- Input for this task:

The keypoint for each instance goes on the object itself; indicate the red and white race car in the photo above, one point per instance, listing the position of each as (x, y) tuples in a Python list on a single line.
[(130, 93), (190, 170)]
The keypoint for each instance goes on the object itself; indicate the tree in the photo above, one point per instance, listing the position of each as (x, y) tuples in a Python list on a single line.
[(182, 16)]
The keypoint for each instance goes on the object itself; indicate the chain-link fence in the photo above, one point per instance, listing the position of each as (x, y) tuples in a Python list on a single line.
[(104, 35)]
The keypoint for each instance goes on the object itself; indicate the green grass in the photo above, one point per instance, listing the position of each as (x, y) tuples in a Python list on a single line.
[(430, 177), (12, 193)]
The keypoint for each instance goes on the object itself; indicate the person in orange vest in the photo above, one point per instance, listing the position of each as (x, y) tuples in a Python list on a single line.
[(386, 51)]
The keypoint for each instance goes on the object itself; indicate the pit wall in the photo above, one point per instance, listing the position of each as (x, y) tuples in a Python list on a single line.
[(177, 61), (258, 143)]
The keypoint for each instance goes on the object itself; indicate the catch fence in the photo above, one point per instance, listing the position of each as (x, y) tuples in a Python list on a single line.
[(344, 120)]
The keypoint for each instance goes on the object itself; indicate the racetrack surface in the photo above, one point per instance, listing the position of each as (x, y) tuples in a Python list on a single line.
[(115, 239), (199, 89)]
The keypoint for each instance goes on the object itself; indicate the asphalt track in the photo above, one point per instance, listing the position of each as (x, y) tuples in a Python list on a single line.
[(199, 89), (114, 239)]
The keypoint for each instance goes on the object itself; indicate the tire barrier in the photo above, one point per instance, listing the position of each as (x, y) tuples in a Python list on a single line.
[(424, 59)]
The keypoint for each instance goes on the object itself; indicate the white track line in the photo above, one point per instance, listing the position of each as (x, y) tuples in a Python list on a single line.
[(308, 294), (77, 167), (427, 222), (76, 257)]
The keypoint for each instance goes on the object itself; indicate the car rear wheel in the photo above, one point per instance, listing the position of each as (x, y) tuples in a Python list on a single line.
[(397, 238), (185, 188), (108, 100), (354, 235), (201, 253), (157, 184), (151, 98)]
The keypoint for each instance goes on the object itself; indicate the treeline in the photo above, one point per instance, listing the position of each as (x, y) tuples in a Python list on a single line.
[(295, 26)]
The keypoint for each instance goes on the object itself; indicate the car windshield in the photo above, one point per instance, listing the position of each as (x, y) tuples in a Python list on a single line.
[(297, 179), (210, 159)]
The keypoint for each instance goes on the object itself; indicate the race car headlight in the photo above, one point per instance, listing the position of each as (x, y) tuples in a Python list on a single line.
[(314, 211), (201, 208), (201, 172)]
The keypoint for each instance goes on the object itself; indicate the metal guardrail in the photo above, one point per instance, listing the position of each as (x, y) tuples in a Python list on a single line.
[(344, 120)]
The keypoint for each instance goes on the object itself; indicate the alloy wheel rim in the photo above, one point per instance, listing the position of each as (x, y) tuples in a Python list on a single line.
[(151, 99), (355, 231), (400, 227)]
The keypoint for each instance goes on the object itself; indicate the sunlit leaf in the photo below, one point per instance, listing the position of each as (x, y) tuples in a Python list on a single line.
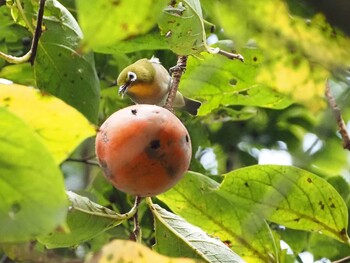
[(143, 42), (300, 53), (60, 126), (33, 201), (105, 23), (60, 69), (119, 251), (182, 25), (218, 81), (85, 220), (196, 199), (291, 197), (175, 237)]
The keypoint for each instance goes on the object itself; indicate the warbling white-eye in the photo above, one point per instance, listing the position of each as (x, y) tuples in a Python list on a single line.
[(148, 82)]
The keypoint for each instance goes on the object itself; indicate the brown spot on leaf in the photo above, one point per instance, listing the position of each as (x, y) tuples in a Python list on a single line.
[(321, 204)]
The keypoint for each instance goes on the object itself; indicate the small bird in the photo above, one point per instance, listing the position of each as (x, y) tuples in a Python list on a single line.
[(148, 82)]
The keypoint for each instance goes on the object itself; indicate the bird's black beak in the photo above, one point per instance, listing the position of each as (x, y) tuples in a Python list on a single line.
[(124, 88)]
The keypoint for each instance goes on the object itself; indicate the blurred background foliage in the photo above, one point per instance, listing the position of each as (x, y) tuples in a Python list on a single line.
[(270, 109)]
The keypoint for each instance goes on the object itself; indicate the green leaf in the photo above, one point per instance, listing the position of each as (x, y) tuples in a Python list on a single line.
[(197, 200), (218, 81), (85, 220), (18, 73), (151, 41), (291, 197), (175, 237), (105, 23), (33, 201), (183, 26), (60, 126), (60, 69), (119, 251)]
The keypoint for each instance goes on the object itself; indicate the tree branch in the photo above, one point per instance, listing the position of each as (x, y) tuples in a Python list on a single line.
[(176, 73), (30, 55), (337, 113), (343, 260)]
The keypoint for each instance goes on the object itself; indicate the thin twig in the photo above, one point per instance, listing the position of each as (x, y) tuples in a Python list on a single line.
[(343, 260), (136, 234), (30, 55), (176, 72), (337, 113), (231, 55), (38, 31)]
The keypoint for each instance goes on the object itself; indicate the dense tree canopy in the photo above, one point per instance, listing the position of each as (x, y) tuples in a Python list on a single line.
[(269, 175)]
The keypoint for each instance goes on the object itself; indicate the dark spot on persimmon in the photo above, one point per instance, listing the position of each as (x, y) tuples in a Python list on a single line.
[(155, 144)]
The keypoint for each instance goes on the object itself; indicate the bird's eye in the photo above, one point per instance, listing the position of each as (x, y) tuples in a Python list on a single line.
[(132, 76)]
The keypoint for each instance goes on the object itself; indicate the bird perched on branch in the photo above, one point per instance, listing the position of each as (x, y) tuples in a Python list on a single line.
[(148, 82)]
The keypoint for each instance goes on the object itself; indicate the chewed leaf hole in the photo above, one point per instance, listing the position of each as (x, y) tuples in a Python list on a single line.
[(233, 82)]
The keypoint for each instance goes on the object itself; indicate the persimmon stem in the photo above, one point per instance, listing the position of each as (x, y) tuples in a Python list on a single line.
[(84, 160), (337, 113), (176, 73), (137, 233)]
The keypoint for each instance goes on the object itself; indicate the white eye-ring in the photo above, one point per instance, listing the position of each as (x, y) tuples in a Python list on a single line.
[(132, 76)]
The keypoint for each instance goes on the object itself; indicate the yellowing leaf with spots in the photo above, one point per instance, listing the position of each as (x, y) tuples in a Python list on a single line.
[(60, 126), (128, 251), (300, 50)]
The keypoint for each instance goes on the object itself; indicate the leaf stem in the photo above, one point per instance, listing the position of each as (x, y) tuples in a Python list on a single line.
[(38, 31), (337, 113), (20, 9)]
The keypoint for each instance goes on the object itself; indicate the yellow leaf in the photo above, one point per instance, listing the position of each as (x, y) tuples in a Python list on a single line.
[(60, 126)]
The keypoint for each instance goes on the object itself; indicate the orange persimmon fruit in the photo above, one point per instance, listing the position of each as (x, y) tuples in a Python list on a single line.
[(143, 150)]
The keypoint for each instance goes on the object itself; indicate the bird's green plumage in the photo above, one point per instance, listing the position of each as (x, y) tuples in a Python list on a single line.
[(143, 69)]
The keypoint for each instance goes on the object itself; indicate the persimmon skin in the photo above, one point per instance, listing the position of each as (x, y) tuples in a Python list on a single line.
[(143, 150)]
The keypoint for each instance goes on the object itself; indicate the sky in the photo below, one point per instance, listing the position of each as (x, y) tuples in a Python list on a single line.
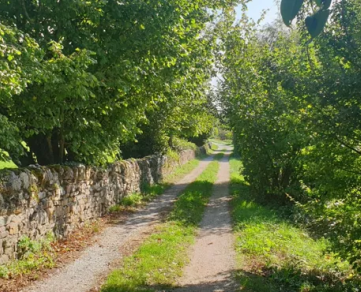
[(255, 8)]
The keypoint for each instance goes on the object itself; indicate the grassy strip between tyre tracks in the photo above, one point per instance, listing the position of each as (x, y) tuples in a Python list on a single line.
[(160, 259), (275, 255)]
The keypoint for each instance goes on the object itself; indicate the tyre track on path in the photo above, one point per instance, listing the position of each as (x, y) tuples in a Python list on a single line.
[(213, 256), (96, 261)]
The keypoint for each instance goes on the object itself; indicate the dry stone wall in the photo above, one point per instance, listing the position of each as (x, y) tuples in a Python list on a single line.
[(37, 200)]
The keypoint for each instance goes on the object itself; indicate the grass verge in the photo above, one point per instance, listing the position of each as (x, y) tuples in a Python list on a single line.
[(160, 259), (274, 255)]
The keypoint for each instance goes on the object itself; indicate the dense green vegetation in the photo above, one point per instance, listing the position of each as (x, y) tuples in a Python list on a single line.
[(87, 80), (295, 110), (274, 254), (160, 259)]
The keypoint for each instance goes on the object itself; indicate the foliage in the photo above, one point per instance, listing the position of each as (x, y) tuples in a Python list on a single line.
[(294, 108), (94, 75), (34, 255), (316, 22), (275, 255), (159, 260)]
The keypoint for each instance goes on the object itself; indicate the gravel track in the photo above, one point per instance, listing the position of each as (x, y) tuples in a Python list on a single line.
[(213, 256), (96, 261)]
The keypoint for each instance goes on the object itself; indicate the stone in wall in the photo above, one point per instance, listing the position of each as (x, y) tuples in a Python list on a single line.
[(37, 200)]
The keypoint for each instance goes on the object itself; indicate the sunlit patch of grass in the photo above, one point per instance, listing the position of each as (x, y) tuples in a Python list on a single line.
[(7, 164), (160, 259), (275, 255)]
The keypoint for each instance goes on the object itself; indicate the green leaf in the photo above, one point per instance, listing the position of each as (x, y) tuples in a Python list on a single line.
[(316, 23), (289, 10), (326, 4)]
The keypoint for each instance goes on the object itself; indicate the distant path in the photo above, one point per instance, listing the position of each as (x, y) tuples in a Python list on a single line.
[(213, 255), (95, 262)]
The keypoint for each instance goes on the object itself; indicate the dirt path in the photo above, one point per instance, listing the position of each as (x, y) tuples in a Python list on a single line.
[(213, 256), (96, 261)]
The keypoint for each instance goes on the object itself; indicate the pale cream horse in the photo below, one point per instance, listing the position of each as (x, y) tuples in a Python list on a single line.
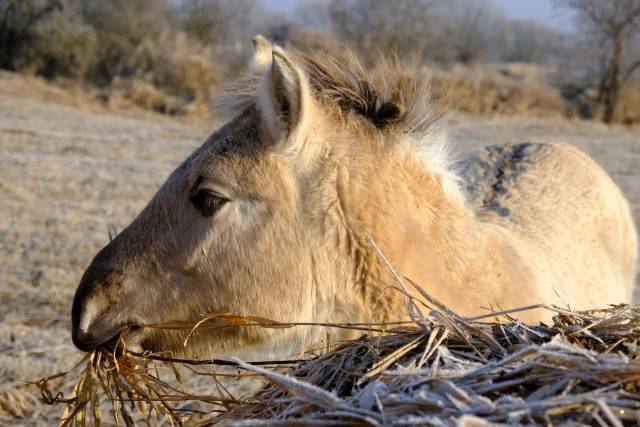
[(272, 215)]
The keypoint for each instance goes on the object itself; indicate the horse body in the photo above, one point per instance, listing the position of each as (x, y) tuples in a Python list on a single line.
[(274, 216)]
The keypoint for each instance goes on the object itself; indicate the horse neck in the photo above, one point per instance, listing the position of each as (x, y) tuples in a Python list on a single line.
[(424, 230)]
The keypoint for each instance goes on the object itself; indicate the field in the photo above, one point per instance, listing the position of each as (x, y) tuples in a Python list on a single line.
[(71, 169)]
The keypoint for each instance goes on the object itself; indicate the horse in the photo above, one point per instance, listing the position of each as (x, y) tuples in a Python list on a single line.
[(332, 190)]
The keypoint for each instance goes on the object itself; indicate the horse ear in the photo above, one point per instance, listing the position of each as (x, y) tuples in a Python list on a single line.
[(283, 97), (262, 54)]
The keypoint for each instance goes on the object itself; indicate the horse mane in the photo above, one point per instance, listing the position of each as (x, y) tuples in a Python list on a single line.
[(386, 96), (386, 102)]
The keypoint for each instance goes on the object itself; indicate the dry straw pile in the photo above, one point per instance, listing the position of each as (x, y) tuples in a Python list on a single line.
[(440, 369)]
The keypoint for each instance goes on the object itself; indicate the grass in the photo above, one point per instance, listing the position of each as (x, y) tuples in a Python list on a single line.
[(440, 369)]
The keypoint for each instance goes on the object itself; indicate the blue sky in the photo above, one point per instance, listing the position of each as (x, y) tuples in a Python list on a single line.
[(540, 10)]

- Instructions for the task: Extract the lines above from the one containing "the grass in" to the last line, both included, exactly as written.

- Task output:
The keypoint for each instance goes on the object itself; indicate the grass in the photo above, one point per instance, listing the position of each as (x, y) tuples in a Python list on a single line.
[(440, 369)]
The keypoint for each instance goes on the object itself; indicate the blue sky in the photo above, one point per instance, listing the position of each as (x, y) tuples in a Python list on a single line.
[(540, 10)]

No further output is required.